TASK DIRECTIONS:
Scale the data from the start through the line containing "<point>353,622</point>", both ends included, and reproduce every line, requests included. Multiply each answer point coordinate by 1.8 and round to whole numbers, with halves going up. Leave the format sample points in the requests unchanged, and omit the pictures.

DATA FOR THIS EXERCISE:
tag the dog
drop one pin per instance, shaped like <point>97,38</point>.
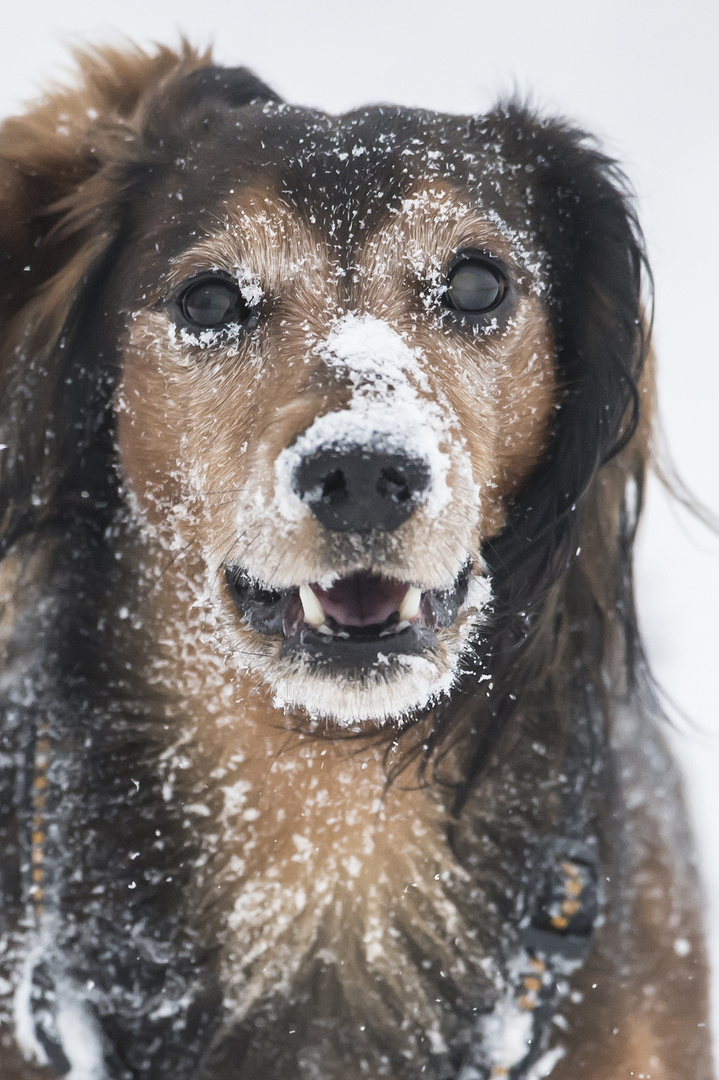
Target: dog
<point>328,743</point>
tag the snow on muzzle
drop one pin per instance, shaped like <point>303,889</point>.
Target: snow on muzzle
<point>350,622</point>
<point>353,488</point>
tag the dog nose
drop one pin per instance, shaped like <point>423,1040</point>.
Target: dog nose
<point>354,489</point>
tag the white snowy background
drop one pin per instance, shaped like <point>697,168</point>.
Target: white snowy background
<point>645,77</point>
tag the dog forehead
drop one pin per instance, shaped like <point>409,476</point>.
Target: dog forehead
<point>341,174</point>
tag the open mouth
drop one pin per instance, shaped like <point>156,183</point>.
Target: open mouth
<point>353,622</point>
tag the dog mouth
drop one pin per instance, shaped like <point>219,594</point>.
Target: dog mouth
<point>352,622</point>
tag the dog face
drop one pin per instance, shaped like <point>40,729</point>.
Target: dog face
<point>338,369</point>
<point>364,368</point>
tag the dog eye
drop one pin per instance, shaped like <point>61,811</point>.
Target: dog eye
<point>475,285</point>
<point>212,302</point>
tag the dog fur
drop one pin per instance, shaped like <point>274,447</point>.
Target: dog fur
<point>221,860</point>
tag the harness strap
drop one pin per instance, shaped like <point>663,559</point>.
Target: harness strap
<point>555,929</point>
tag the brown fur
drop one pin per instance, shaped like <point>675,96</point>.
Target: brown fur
<point>333,873</point>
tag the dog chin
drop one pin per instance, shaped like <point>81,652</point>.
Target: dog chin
<point>389,693</point>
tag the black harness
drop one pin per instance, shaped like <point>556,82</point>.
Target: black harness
<point>554,929</point>
<point>556,923</point>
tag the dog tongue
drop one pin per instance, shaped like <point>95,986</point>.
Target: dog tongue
<point>361,599</point>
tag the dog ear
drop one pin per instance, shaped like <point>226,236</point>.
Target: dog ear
<point>582,213</point>
<point>60,210</point>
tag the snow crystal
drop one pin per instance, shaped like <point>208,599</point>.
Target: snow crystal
<point>507,1033</point>
<point>681,946</point>
<point>80,1038</point>
<point>387,408</point>
<point>545,1065</point>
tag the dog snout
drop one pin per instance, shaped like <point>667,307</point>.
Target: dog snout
<point>356,489</point>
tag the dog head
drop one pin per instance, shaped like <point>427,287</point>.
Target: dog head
<point>367,367</point>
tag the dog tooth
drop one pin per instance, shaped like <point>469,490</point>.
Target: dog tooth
<point>312,608</point>
<point>409,607</point>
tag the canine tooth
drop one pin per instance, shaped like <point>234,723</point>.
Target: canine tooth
<point>312,608</point>
<point>409,607</point>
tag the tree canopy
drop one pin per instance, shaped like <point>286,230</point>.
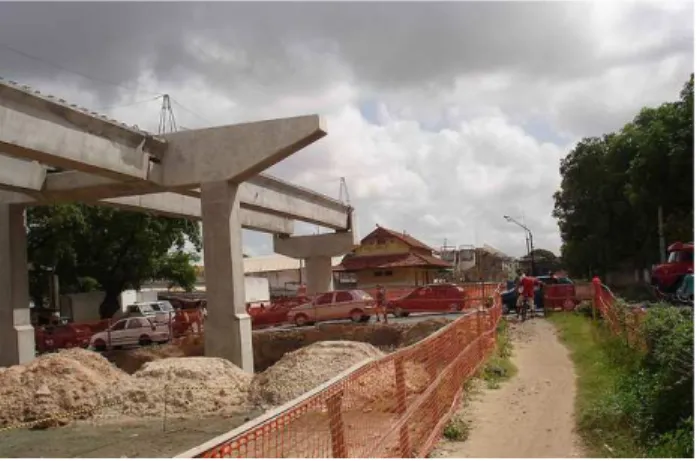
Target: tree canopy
<point>95,247</point>
<point>614,186</point>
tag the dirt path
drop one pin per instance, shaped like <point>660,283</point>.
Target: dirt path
<point>532,414</point>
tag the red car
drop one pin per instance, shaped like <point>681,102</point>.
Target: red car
<point>54,337</point>
<point>265,314</point>
<point>445,297</point>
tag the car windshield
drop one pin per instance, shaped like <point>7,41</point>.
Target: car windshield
<point>680,256</point>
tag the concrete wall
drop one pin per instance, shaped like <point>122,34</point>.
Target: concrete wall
<point>390,246</point>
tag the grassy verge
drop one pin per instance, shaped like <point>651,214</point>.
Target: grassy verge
<point>600,417</point>
<point>498,369</point>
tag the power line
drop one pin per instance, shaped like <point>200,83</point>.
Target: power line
<point>130,104</point>
<point>58,66</point>
<point>192,112</point>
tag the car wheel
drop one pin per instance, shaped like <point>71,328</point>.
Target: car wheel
<point>301,320</point>
<point>356,316</point>
<point>100,346</point>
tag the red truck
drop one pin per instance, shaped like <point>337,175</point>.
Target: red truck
<point>668,276</point>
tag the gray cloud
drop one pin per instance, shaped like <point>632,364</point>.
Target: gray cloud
<point>473,103</point>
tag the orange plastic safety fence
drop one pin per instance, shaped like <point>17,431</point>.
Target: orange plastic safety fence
<point>395,406</point>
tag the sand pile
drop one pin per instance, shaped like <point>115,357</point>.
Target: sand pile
<point>421,330</point>
<point>376,391</point>
<point>302,370</point>
<point>187,385</point>
<point>69,381</point>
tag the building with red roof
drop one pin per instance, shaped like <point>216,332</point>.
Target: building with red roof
<point>391,258</point>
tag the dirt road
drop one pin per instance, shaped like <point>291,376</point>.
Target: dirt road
<point>532,414</point>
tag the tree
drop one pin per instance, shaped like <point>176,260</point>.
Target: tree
<point>113,249</point>
<point>613,187</point>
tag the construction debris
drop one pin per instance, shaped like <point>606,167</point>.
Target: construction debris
<point>302,370</point>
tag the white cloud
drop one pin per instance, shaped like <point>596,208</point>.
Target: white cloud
<point>473,111</point>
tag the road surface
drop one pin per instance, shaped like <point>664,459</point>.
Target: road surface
<point>532,414</point>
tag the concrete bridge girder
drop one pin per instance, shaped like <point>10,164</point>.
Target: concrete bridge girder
<point>212,174</point>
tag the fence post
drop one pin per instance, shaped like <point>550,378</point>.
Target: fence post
<point>335,417</point>
<point>400,372</point>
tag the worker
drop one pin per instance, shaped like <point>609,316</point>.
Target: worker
<point>381,303</point>
<point>528,284</point>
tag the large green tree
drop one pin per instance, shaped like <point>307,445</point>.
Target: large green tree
<point>95,247</point>
<point>614,187</point>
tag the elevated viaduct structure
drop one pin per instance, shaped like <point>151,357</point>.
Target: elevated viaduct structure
<point>53,152</point>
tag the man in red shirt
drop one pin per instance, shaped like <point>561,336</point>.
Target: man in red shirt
<point>528,284</point>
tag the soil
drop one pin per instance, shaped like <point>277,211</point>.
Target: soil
<point>532,414</point>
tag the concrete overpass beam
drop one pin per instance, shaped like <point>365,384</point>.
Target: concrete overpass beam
<point>20,174</point>
<point>317,251</point>
<point>234,152</point>
<point>228,325</point>
<point>16,332</point>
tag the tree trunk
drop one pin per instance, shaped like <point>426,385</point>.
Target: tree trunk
<point>110,304</point>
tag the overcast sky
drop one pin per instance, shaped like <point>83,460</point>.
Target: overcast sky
<point>442,117</point>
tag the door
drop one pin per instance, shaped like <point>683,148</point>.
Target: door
<point>342,305</point>
<point>322,307</point>
<point>117,334</point>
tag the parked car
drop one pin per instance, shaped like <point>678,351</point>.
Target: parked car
<point>558,292</point>
<point>133,331</point>
<point>63,336</point>
<point>443,297</point>
<point>356,305</point>
<point>160,311</point>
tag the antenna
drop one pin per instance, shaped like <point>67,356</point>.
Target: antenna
<point>167,117</point>
<point>344,195</point>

SOLUTION TO THIS EXERCISE:
tag the dog
drop one pin per instance, shaped like <point>97,38</point>.
Target: dog
<point>590,1337</point>
tag the snow on muzzle
drop one pin per instance, shaped like <point>303,889</point>.
Target: snow on muzzle
<point>630,1120</point>
<point>635,878</point>
tag the dog nose
drop one pin per instance, shaped like <point>423,1040</point>.
Target: dog nose
<point>637,880</point>
tag the white snowy background
drop one pin per instance, shaped like <point>697,168</point>.
Target: white snowy background
<point>1161,139</point>
tag the dog forehead
drop one pin per instance, shaped like <point>409,476</point>.
Target: dog forehead
<point>614,313</point>
tag the open mouth
drop one pin per instance, shaped like <point>156,183</point>.
Target: open mouth
<point>635,1120</point>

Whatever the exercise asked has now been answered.